* INSTRUCTIONS TO FOLLOW *
In the lines below, look for "straw". Copy each line where it appears.

Segment Open

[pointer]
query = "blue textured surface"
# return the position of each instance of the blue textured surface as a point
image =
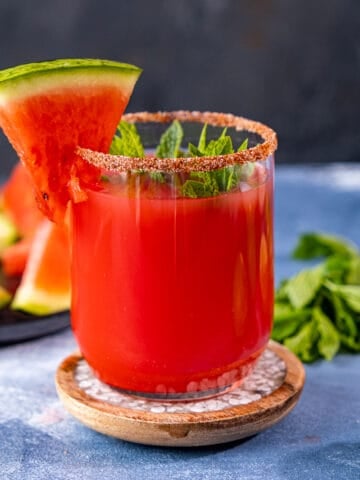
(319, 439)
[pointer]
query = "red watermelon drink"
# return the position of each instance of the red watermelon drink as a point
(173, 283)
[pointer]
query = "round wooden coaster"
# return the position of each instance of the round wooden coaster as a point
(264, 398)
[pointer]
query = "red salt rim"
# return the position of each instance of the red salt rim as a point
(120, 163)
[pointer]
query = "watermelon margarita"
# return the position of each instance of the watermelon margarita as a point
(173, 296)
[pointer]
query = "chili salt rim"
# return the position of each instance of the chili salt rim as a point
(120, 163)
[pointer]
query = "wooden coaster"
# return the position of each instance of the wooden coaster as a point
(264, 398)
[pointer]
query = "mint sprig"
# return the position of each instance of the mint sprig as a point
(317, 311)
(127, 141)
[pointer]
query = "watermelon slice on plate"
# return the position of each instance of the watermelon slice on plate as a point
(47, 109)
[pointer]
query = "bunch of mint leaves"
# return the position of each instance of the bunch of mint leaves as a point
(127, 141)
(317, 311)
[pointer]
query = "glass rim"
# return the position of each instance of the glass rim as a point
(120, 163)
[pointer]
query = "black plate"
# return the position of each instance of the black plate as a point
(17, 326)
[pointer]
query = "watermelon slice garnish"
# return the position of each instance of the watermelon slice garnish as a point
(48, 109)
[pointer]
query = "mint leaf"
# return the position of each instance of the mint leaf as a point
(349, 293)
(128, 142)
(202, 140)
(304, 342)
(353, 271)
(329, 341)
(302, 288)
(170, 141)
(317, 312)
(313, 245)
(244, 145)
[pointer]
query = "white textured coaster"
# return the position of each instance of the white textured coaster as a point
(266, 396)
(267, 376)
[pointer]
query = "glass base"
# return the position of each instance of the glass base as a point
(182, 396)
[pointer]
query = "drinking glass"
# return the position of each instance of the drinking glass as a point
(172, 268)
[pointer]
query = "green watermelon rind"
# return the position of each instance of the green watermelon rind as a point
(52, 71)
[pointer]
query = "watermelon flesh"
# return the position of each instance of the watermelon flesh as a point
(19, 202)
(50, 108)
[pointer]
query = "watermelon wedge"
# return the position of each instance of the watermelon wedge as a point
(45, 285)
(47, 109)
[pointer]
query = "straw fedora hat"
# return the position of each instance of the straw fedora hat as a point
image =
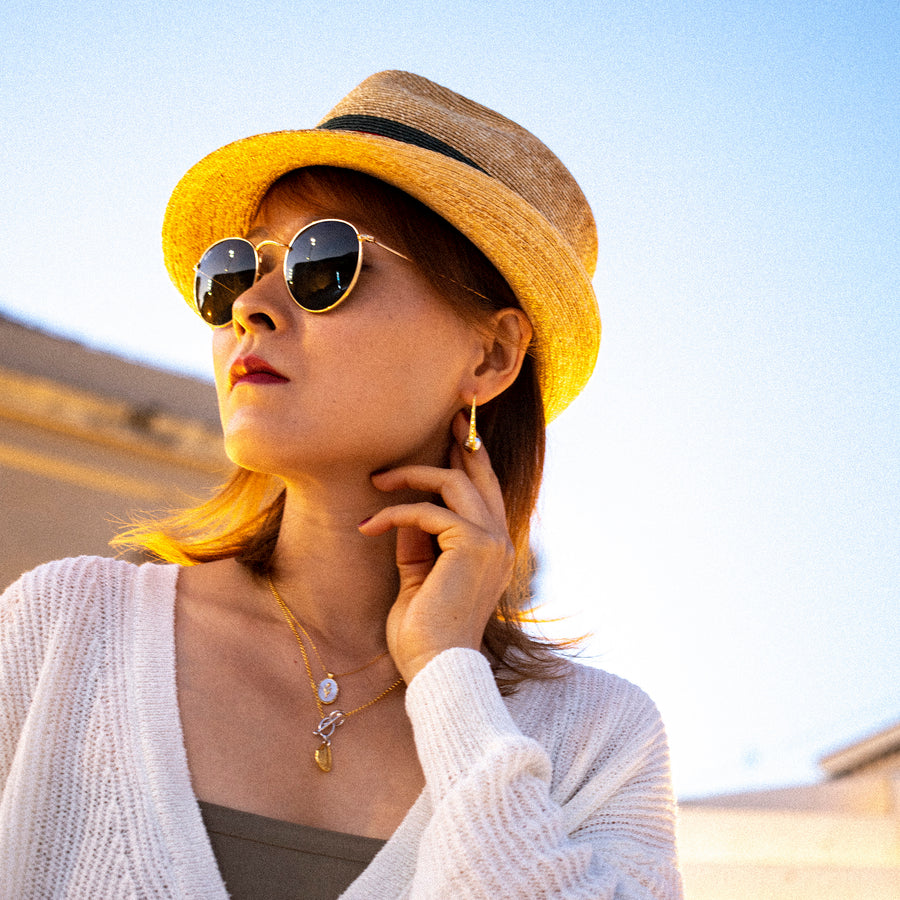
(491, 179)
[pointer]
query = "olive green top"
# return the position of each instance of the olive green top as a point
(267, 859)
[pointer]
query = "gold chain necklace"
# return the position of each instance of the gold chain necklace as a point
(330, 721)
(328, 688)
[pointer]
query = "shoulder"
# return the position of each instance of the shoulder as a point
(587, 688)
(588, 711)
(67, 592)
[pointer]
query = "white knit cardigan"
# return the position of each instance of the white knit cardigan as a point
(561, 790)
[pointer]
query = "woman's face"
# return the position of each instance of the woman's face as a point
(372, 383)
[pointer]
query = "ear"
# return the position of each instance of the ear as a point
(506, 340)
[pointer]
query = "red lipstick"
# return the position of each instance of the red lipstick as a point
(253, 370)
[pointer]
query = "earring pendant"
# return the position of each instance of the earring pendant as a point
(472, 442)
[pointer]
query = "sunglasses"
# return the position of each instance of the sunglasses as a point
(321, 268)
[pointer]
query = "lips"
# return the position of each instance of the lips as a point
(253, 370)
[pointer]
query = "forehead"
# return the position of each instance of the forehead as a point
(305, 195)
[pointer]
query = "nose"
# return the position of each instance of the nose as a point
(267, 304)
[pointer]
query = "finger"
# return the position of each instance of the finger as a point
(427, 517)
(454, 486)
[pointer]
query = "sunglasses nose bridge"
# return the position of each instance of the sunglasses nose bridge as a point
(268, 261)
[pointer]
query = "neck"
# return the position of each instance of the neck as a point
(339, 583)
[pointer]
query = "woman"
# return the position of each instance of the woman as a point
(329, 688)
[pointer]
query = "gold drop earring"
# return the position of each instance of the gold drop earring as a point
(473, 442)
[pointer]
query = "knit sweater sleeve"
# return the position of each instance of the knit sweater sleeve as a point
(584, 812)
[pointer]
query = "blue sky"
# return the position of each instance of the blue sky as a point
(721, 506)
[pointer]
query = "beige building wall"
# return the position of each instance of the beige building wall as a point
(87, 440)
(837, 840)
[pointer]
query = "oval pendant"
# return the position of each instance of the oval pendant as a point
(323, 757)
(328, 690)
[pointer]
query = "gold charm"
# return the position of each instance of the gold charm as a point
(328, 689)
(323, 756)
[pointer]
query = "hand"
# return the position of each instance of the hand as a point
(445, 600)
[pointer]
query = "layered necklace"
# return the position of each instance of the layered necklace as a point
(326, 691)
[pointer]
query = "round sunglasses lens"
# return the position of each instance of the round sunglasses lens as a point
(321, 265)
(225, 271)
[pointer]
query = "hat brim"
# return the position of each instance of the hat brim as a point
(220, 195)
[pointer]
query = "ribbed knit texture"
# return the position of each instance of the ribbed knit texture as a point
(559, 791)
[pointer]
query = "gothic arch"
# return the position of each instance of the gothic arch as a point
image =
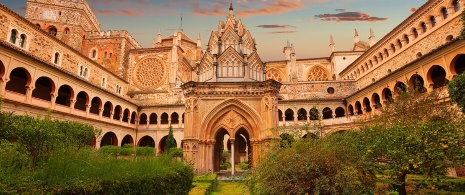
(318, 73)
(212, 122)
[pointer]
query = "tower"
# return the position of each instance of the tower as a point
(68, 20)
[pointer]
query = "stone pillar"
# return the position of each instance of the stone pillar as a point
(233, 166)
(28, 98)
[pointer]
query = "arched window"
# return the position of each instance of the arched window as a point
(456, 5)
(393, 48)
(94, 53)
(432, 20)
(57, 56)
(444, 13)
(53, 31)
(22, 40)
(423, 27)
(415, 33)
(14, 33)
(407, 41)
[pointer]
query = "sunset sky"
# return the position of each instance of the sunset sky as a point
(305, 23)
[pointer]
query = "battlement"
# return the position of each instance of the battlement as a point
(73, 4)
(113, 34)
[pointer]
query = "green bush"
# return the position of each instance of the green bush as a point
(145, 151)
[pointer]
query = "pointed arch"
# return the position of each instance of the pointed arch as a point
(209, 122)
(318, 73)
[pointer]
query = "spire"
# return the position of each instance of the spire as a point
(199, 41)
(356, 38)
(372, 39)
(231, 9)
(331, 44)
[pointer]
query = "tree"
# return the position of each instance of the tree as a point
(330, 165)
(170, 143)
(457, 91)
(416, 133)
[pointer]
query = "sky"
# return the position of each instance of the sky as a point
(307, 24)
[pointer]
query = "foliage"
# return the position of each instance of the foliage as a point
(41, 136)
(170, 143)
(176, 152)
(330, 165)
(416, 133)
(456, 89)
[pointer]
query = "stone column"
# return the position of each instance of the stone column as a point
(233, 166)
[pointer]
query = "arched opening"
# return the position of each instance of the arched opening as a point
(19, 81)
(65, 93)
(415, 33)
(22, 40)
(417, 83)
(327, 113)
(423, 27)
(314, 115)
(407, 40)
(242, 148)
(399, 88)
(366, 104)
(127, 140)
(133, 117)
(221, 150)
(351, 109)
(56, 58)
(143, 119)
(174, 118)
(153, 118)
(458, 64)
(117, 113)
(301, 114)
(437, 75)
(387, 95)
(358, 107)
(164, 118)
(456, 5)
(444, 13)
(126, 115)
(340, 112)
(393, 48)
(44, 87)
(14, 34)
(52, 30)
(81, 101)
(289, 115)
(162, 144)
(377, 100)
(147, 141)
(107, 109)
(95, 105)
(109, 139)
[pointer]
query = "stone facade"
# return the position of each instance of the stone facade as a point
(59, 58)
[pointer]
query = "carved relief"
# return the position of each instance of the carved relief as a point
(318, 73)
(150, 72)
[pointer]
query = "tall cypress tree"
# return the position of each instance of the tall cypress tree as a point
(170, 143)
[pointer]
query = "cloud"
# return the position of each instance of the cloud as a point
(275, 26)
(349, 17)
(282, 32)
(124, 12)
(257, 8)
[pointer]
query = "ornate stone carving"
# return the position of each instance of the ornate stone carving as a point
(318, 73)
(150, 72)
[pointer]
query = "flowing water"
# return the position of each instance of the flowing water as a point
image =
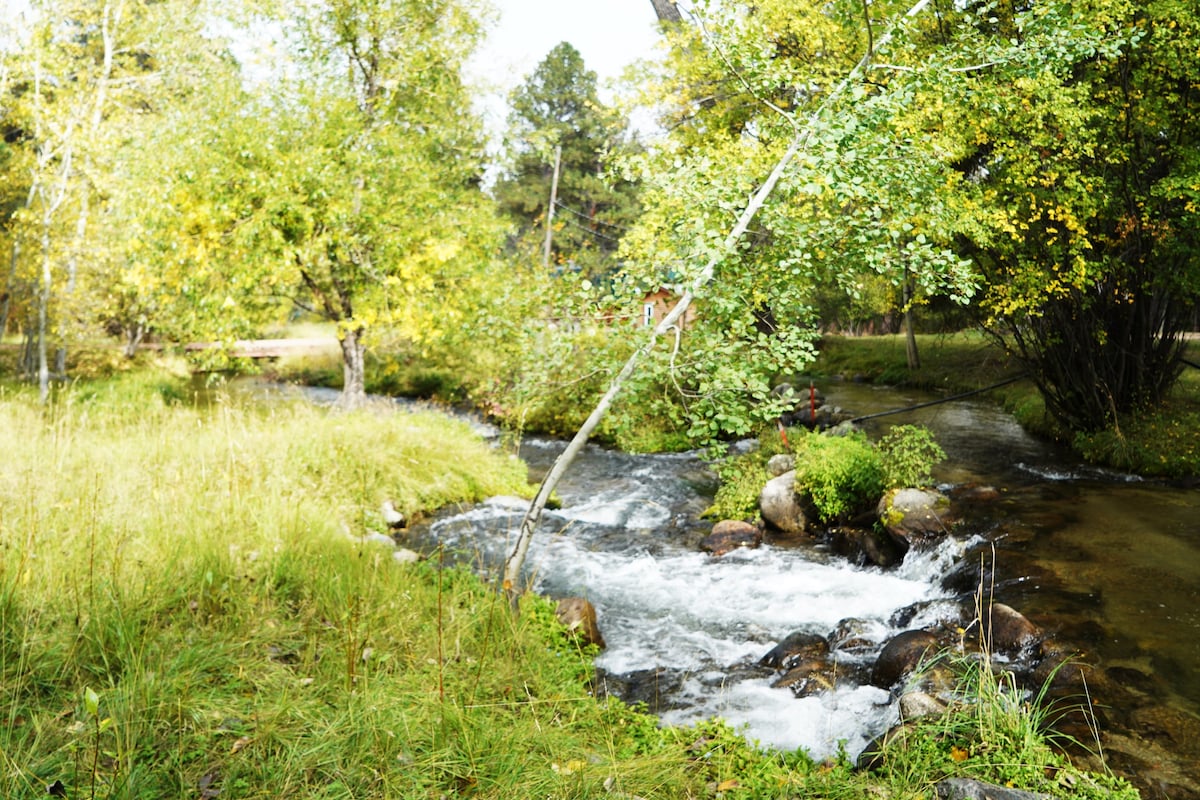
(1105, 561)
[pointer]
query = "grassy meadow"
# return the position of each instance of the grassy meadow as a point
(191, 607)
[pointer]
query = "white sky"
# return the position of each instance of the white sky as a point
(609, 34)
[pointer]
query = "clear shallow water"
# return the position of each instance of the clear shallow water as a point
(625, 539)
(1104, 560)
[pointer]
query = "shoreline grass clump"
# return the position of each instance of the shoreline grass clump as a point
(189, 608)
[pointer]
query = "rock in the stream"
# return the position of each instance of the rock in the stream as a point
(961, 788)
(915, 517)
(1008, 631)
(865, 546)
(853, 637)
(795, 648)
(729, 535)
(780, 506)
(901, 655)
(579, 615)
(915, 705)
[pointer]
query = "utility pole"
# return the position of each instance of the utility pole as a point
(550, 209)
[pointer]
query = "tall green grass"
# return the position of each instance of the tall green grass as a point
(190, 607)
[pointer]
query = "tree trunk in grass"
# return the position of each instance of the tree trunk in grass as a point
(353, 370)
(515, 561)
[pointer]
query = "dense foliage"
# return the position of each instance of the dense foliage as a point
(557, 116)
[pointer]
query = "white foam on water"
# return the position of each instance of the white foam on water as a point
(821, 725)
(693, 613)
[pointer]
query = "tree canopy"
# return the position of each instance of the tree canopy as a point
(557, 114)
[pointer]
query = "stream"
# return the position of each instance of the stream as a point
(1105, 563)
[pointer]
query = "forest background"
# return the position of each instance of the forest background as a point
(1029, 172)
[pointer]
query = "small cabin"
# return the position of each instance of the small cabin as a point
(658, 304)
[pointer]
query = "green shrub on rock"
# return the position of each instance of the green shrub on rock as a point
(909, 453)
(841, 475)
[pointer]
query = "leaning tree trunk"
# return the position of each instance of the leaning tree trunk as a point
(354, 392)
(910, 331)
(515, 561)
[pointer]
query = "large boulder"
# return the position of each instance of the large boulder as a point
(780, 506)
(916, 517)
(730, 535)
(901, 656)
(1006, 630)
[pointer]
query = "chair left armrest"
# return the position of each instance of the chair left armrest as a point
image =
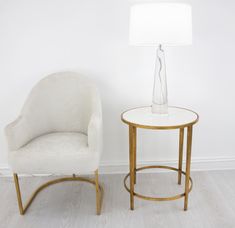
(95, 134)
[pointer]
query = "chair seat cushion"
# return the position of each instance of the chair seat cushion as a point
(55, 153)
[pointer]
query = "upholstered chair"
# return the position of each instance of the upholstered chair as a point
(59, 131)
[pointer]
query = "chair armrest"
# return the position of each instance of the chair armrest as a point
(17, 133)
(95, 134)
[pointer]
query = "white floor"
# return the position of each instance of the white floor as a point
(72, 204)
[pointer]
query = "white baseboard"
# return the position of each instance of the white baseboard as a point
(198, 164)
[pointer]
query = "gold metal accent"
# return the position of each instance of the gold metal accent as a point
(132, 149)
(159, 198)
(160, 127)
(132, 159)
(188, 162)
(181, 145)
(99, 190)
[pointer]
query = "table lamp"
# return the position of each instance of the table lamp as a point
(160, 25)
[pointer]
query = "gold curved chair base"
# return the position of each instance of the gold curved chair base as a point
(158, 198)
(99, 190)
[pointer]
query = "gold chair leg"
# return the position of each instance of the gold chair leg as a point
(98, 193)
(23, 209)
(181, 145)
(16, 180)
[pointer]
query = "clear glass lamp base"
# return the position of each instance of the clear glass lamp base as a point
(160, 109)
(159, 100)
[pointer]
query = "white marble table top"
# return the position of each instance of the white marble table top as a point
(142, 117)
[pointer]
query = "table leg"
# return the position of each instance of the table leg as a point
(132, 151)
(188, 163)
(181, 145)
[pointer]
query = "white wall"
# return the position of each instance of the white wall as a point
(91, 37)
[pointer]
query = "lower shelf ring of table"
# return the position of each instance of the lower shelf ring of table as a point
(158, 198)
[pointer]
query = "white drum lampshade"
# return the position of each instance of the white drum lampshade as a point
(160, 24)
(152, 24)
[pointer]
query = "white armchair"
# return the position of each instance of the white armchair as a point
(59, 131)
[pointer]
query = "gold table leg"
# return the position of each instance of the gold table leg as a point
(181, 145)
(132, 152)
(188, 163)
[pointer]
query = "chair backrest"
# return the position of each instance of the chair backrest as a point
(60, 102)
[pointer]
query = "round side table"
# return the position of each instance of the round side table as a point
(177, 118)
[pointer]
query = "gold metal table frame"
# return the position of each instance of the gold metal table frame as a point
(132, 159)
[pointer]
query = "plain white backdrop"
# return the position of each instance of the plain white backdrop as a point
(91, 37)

Segment Closed

* RESPONSE BELOW *
query = "straw fedora hat"
# return the position of each instance of the straw fedora hat as a point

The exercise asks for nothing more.